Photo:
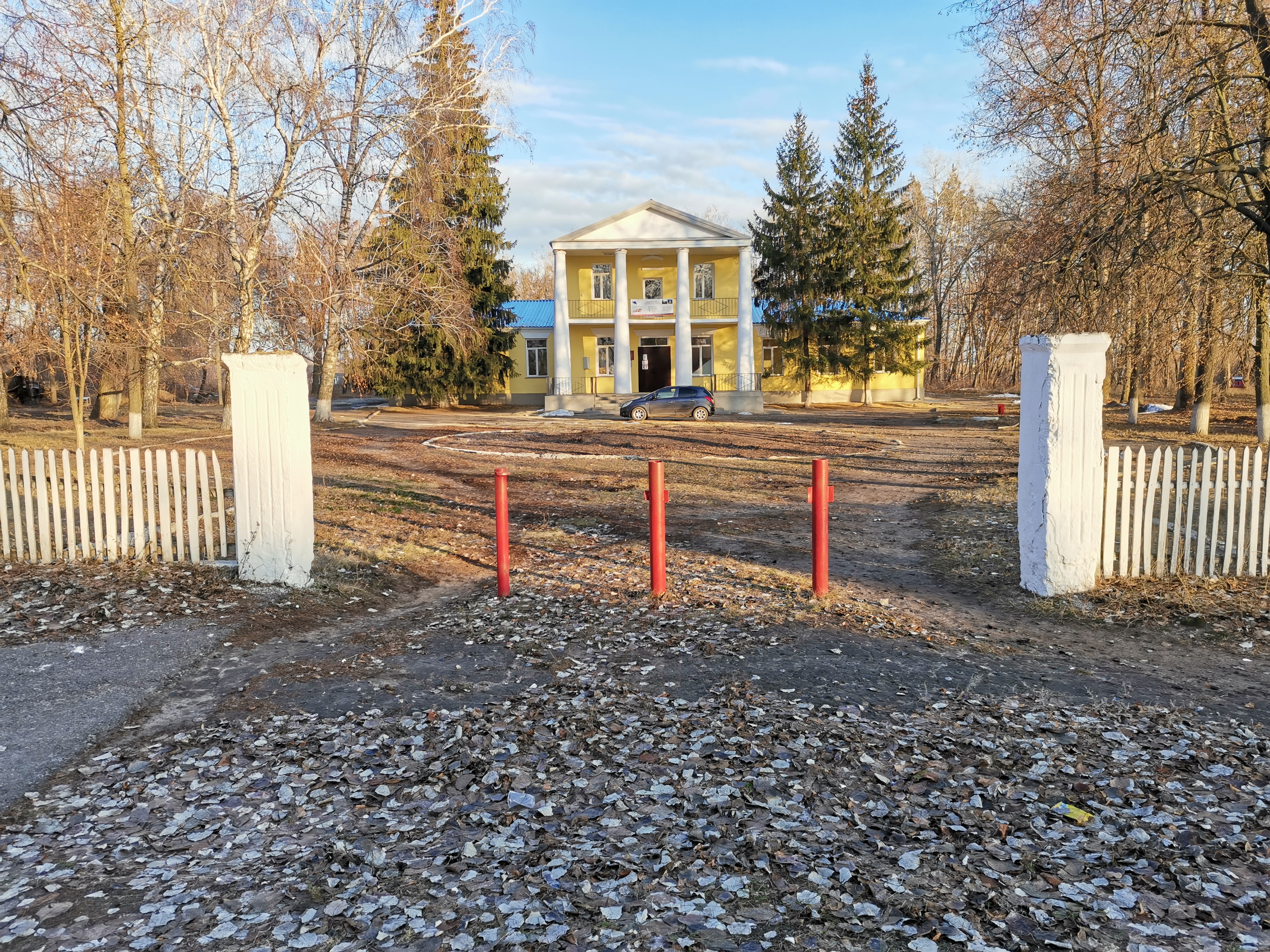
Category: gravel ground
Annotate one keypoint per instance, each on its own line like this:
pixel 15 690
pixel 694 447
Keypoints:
pixel 910 765
pixel 576 818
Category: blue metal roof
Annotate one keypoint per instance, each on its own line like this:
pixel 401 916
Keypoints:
pixel 533 314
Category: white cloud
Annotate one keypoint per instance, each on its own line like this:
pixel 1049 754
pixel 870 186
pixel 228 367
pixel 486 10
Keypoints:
pixel 540 95
pixel 625 166
pixel 746 64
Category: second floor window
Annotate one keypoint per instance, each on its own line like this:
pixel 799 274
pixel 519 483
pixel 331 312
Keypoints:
pixel 537 359
pixel 603 282
pixel 703 282
pixel 604 357
pixel 774 361
pixel 703 357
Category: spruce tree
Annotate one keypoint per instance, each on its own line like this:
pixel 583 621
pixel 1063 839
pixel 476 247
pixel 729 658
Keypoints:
pixel 789 239
pixel 443 281
pixel 869 257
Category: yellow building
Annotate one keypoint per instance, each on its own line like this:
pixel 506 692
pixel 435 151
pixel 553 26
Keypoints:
pixel 655 298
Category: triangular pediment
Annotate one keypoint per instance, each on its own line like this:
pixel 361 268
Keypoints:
pixel 653 221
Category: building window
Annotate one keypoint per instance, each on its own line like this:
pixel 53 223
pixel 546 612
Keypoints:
pixel 603 282
pixel 703 357
pixel 537 357
pixel 703 282
pixel 604 357
pixel 774 361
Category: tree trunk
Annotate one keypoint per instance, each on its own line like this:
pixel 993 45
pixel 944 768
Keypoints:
pixel 220 373
pixel 1203 400
pixel 4 400
pixel 152 365
pixel 1260 357
pixel 1186 397
pixel 135 430
pixel 109 395
pixel 807 374
pixel 330 357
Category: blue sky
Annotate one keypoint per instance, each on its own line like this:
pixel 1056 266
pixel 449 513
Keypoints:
pixel 685 101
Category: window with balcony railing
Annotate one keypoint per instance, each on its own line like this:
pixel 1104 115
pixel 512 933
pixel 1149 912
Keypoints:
pixel 703 282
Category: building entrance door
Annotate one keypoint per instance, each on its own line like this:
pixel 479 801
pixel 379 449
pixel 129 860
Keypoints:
pixel 655 365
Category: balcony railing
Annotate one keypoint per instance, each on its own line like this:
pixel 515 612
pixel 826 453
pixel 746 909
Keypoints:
pixel 591 309
pixel 604 310
pixel 714 308
pixel 563 387
pixel 726 383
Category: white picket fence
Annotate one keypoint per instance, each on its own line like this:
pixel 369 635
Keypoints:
pixel 1182 511
pixel 114 506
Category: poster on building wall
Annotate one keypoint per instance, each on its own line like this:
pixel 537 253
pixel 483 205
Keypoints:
pixel 652 307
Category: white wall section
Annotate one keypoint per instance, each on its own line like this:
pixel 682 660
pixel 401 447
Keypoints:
pixel 1061 463
pixel 274 484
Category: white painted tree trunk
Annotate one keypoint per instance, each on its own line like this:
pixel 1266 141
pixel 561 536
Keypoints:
pixel 274 486
pixel 1061 461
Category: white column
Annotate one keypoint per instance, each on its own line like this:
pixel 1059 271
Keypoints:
pixel 562 356
pixel 683 321
pixel 622 327
pixel 1061 461
pixel 274 479
pixel 745 319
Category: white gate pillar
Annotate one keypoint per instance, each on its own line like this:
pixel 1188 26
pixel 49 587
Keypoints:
pixel 1061 461
pixel 274 478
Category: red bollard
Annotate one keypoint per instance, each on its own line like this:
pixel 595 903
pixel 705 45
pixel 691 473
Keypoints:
pixel 820 494
pixel 657 496
pixel 501 534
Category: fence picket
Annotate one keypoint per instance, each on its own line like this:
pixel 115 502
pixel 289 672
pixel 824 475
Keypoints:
pixel 68 487
pixel 43 508
pixel 220 502
pixel 1139 493
pixel 1166 488
pixel 1264 548
pixel 1206 487
pixel 98 539
pixel 4 510
pixel 192 506
pixel 164 506
pixel 177 506
pixel 1126 511
pixel 54 491
pixel 152 531
pixel 125 536
pixel 1150 519
pixel 83 505
pixel 1255 515
pixel 1243 515
pixel 17 506
pixel 1233 491
pixel 206 496
pixel 112 527
pixel 1111 491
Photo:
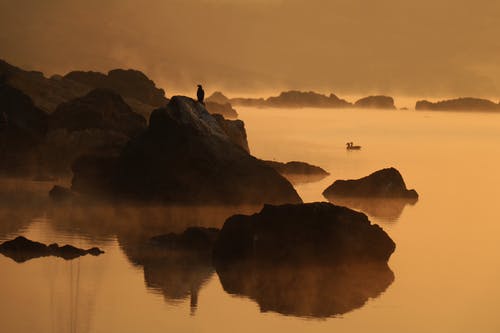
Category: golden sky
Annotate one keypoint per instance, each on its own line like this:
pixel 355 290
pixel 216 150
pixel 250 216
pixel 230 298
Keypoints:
pixel 415 48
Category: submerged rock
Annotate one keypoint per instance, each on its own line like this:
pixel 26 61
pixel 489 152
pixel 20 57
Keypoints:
pixel 385 183
pixel 22 249
pixel 298 172
pixel 309 233
pixel 459 104
pixel 376 102
pixel 184 157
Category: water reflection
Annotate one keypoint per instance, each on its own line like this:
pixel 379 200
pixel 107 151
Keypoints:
pixel 388 210
pixel 307 290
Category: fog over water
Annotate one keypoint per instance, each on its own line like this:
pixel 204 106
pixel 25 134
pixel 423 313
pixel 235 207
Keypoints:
pixel 412 48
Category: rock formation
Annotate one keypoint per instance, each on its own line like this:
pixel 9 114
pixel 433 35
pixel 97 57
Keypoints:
pixel 99 109
pixel 385 183
pixel 22 249
pixel 183 157
pixel 459 104
pixel 376 102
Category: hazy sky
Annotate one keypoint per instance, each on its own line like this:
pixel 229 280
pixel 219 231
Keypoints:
pixel 417 48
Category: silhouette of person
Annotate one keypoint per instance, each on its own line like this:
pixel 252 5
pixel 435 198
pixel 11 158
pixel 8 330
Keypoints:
pixel 200 94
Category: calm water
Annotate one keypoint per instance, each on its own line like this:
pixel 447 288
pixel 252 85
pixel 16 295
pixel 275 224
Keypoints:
pixel 446 264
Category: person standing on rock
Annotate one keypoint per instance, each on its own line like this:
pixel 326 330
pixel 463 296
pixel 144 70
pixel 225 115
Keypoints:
pixel 200 94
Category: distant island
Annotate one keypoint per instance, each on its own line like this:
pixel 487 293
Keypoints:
pixel 459 104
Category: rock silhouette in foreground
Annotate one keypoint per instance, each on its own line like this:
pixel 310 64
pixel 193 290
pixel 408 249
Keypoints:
pixel 307 290
pixel 183 157
pixel 299 172
pixel 315 232
pixel 376 102
pixel 385 183
pixel 22 249
pixel 459 104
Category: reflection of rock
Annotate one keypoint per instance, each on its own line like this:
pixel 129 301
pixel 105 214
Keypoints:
pixel 22 249
pixel 321 232
pixel 385 183
pixel 459 104
pixel 307 290
pixel 376 102
pixel 224 109
pixel 385 209
pixel 315 260
pixel 184 157
pixel 59 193
pixel 298 172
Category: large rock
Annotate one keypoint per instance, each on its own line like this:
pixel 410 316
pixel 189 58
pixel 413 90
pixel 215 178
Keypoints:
pixel 184 157
pixel 459 104
pixel 100 109
pixel 309 233
pixel 224 109
pixel 376 102
pixel 385 183
pixel 298 172
pixel 127 83
pixel 22 249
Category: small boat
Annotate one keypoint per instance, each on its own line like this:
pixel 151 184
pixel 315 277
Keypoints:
pixel 351 146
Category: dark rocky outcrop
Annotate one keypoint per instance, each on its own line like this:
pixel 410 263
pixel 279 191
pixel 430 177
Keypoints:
pixel 127 83
pixel 307 290
pixel 99 109
pixel 184 157
pixel 376 102
pixel 224 109
pixel 235 130
pixel 385 183
pixel 217 97
pixel 319 233
pixel 22 249
pixel 298 172
pixel 459 104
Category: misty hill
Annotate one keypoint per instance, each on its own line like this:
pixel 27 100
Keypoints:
pixel 217 97
pixel 295 99
pixel 137 89
pixel 376 102
pixel 459 104
pixel 184 156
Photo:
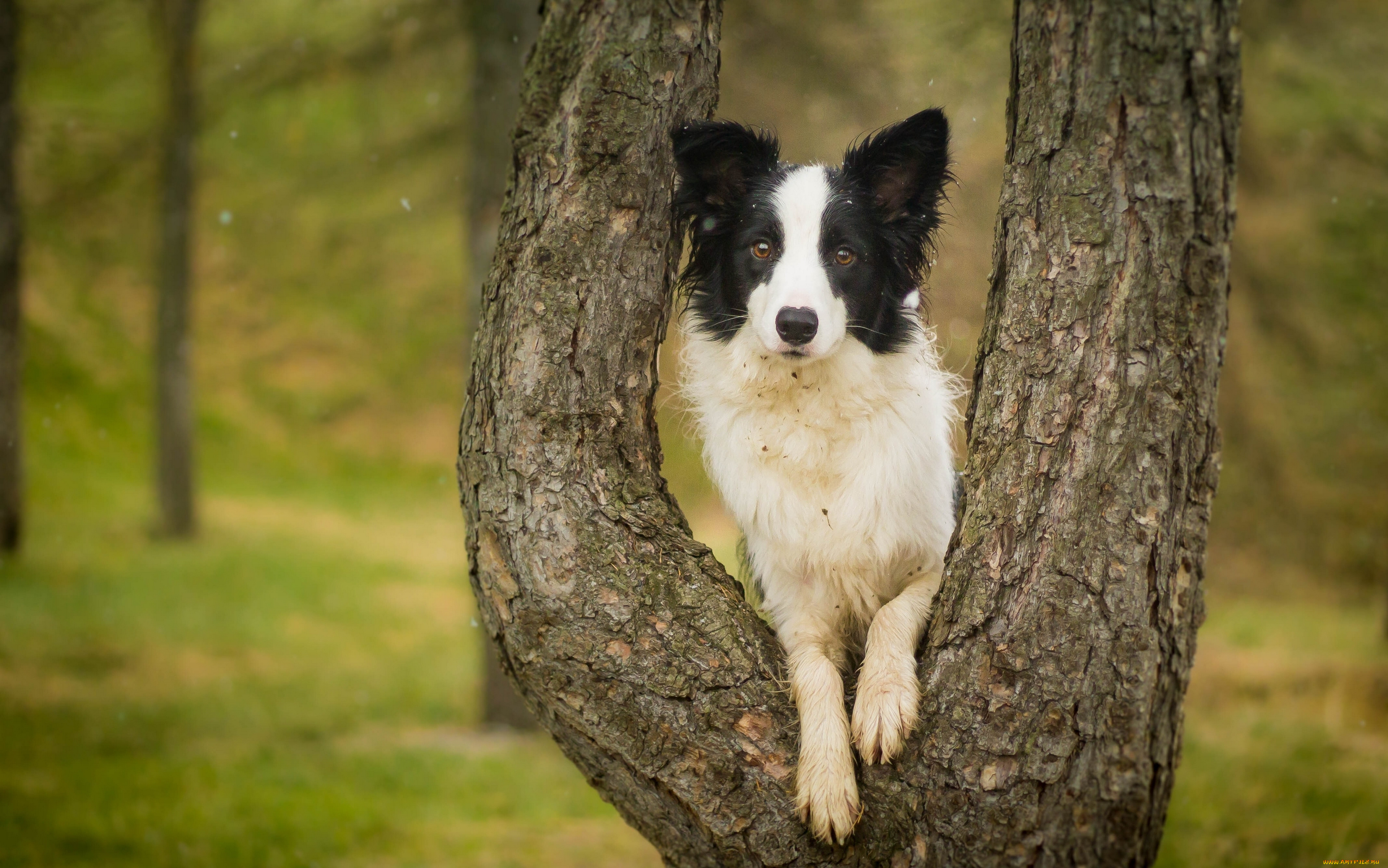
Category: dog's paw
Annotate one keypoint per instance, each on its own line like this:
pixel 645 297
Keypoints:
pixel 885 711
pixel 826 796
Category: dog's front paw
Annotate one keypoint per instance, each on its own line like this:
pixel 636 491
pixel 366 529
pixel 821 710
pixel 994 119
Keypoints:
pixel 885 711
pixel 826 795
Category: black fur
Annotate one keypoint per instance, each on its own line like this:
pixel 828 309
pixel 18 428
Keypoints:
pixel 885 207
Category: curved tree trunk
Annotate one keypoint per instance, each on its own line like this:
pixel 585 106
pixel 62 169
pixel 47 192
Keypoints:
pixel 501 33
pixel 1064 635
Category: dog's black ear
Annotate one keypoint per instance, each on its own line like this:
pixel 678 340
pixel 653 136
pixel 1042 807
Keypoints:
pixel 906 166
pixel 717 160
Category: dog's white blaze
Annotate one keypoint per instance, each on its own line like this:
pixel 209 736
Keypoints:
pixel 799 278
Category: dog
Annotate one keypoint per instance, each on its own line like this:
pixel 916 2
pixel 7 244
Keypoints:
pixel 826 416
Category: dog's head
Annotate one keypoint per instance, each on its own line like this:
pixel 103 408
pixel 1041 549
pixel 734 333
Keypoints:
pixel 805 256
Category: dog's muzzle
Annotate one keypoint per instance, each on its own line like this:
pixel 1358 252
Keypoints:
pixel 797 325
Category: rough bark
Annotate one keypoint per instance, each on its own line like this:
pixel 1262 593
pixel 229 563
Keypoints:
pixel 501 34
pixel 1065 631
pixel 173 374
pixel 12 321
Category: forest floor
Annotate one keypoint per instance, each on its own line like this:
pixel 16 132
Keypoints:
pixel 298 688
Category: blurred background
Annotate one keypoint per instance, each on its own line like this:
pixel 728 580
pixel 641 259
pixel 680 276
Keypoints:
pixel 300 684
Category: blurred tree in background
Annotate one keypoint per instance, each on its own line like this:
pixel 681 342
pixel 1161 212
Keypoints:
pixel 177 24
pixel 12 359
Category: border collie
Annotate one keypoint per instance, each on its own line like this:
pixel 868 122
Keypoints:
pixel 826 416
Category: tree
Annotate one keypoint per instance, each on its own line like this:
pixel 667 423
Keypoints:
pixel 501 33
pixel 173 374
pixel 12 323
pixel 1065 629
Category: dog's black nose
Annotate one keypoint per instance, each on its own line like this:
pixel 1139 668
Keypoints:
pixel 797 325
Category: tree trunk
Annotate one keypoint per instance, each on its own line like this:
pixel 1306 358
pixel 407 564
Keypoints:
pixel 12 323
pixel 501 33
pixel 1064 634
pixel 173 376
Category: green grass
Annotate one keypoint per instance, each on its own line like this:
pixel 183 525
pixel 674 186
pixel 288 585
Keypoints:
pixel 298 687
pixel 1286 756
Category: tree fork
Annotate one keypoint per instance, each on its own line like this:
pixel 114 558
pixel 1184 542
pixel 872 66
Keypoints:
pixel 1065 629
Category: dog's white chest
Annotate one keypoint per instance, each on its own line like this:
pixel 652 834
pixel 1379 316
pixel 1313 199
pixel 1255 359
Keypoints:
pixel 839 473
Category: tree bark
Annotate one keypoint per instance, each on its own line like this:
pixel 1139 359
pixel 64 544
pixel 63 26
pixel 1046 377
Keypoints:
pixel 173 376
pixel 501 33
pixel 1064 635
pixel 12 321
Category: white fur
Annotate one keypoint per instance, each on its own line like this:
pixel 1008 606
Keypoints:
pixel 799 278
pixel 840 473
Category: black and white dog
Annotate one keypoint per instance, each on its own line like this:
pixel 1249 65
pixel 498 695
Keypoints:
pixel 826 417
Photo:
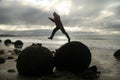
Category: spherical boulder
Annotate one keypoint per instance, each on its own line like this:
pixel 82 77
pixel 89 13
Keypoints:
pixel 117 54
pixel 7 42
pixel 18 44
pixel 73 57
pixel 35 60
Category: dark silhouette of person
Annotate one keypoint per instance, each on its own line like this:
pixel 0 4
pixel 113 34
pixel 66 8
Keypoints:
pixel 59 26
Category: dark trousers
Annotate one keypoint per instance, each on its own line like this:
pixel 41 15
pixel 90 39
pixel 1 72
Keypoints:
pixel 63 31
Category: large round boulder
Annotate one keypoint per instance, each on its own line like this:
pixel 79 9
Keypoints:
pixel 35 60
pixel 7 42
pixel 18 44
pixel 73 57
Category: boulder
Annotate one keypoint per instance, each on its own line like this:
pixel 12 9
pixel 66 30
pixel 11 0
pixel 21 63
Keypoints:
pixel 0 40
pixel 18 44
pixel 74 57
pixel 35 60
pixel 2 60
pixel 117 54
pixel 7 42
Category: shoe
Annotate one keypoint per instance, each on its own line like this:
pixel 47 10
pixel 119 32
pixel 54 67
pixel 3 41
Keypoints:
pixel 49 38
pixel 69 40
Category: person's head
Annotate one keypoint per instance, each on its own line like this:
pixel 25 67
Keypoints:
pixel 54 14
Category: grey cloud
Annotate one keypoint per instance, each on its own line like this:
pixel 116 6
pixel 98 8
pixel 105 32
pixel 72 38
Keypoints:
pixel 22 15
pixel 19 14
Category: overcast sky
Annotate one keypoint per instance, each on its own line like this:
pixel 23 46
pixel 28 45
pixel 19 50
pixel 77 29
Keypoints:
pixel 29 14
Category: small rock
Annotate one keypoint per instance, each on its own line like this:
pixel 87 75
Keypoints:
pixel 11 71
pixel 2 60
pixel 2 52
pixel 10 57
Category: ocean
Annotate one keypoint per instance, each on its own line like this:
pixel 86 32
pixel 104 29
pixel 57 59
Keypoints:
pixel 102 48
pixel 89 39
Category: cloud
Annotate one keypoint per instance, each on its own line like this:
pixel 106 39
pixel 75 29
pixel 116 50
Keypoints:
pixel 80 13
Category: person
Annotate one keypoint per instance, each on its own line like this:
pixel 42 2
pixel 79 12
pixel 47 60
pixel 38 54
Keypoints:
pixel 59 26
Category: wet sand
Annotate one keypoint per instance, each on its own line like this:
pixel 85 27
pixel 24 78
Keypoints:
pixel 102 58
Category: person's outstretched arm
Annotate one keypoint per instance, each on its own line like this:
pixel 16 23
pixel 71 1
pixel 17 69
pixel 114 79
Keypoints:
pixel 51 19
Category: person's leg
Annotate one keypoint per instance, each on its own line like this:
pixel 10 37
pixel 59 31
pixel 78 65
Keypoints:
pixel 64 32
pixel 54 31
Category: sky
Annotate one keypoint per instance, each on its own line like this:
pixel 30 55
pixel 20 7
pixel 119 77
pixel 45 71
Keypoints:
pixel 102 16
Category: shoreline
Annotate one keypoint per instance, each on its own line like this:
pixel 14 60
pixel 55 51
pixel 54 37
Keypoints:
pixel 102 58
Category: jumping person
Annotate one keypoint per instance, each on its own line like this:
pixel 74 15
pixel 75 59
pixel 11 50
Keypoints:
pixel 59 25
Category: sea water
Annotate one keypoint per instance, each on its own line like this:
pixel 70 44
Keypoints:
pixel 91 40
pixel 102 48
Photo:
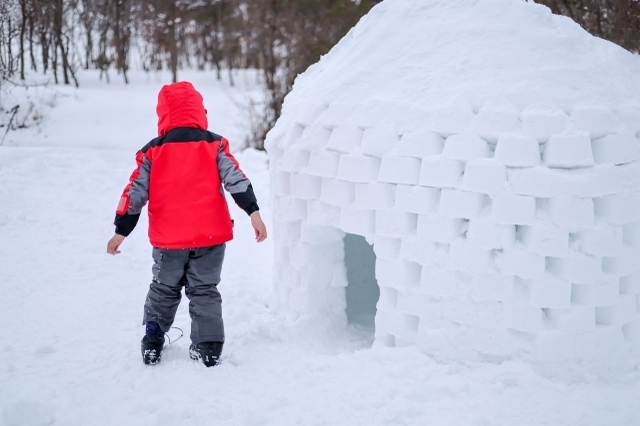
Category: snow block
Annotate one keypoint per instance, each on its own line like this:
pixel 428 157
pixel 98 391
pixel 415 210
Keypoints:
pixel 469 258
pixel 542 121
pixel 319 234
pixel 604 340
pixel 466 147
pixel 388 299
pixel 511 209
pixel 523 317
pixel 374 196
pixel 392 223
pixel 554 346
pixel 587 182
pixel 294 159
pixel 605 292
pixel 305 187
pixel 345 139
pixel 602 240
pixel 439 229
pixel 577 268
pixel 572 212
pixel 462 204
pixel 420 144
pixel 416 250
pixel 549 292
pixel 521 263
pixel 314 137
pixel 453 119
pixel 335 115
pixel 616 149
pixel 321 213
pixel 494 120
pixel 619 209
pixel 631 234
pixel 440 172
pixel 518 151
pixel 282 183
pixel 479 315
pixel 417 199
pixel 597 122
pixel 624 311
pixel 323 164
pixel 631 330
pixel 291 137
pixel 358 168
pixel 578 319
pixel 403 170
pixel 360 222
pixel 630 284
pixel 387 248
pixel 397 274
pixel 290 232
pixel 307 116
pixel 568 151
pixel 376 141
pixel 545 239
pixel 438 281
pixel 625 263
pixel 484 175
pixel 337 193
pixel 492 287
pixel 487 234
pixel 290 209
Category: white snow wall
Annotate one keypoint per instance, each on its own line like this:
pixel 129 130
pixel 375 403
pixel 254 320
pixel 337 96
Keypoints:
pixel 504 227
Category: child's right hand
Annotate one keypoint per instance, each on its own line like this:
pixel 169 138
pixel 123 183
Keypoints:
pixel 114 244
pixel 258 226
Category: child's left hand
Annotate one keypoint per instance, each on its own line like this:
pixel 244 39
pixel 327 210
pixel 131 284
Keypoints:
pixel 114 244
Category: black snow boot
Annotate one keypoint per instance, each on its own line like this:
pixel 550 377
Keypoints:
pixel 152 344
pixel 208 352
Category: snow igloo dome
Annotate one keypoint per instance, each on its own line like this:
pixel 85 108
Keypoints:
pixel 464 176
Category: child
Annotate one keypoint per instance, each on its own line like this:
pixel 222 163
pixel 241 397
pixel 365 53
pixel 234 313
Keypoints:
pixel 181 173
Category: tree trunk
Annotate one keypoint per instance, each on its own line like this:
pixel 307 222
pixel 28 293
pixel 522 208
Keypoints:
pixel 173 43
pixel 23 25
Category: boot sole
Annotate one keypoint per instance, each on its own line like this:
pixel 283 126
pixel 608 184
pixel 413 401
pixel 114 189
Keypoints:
pixel 152 356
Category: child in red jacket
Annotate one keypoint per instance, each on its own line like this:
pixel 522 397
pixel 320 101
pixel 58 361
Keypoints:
pixel 181 174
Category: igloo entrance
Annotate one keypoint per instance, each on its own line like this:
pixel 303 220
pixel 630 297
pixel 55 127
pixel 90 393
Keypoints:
pixel 362 291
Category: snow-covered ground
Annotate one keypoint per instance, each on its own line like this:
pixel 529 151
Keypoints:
pixel 70 314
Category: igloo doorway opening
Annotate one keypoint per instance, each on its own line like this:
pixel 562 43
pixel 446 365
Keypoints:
pixel 362 291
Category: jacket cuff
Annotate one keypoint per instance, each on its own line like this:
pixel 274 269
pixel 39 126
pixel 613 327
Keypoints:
pixel 125 223
pixel 246 200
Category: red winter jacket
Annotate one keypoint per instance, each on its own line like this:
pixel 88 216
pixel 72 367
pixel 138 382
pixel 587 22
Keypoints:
pixel 181 173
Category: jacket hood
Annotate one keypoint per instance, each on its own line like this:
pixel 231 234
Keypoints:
pixel 180 105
--------------------------------------------------
- **Problem details**
Reproduce, word for word, only the lines from the one that contains "Category: child in red jacket" through the final line.

- **Finished answer**
Category: child in red jacket
Annotate one keypoint per instance, each on its own line like this:
pixel 522 397
pixel 320 101
pixel 58 361
Keypoints:
pixel 181 174
Category: igloo entrance
Annotate one keypoint per instance, each on its own line like this:
pixel 303 220
pixel 630 297
pixel 55 127
pixel 90 393
Keypoints:
pixel 362 291
Category: snow-covered ground
Annotate one keypoint per instance, each on its own line like this:
pixel 529 151
Keypoints:
pixel 70 314
Category: igloo doorway opening
Annotate one keypoint per instance, each on its own line like this:
pixel 562 43
pixel 446 365
Keypoints:
pixel 362 291
Category: jacket cuff
Annotate one keypoint per instance, each on its own line like this:
pixel 274 269
pixel 39 126
pixel 613 327
Keypoints:
pixel 125 223
pixel 246 200
Category: red winter jacket
Annotate one keypoint per instance, each on its own line like this:
pixel 88 216
pixel 72 367
pixel 138 382
pixel 587 22
Keypoints:
pixel 181 173
Category: jacket hood
Annotate one keypoint per instance, each on its own line like this:
pixel 231 234
Keypoints:
pixel 180 105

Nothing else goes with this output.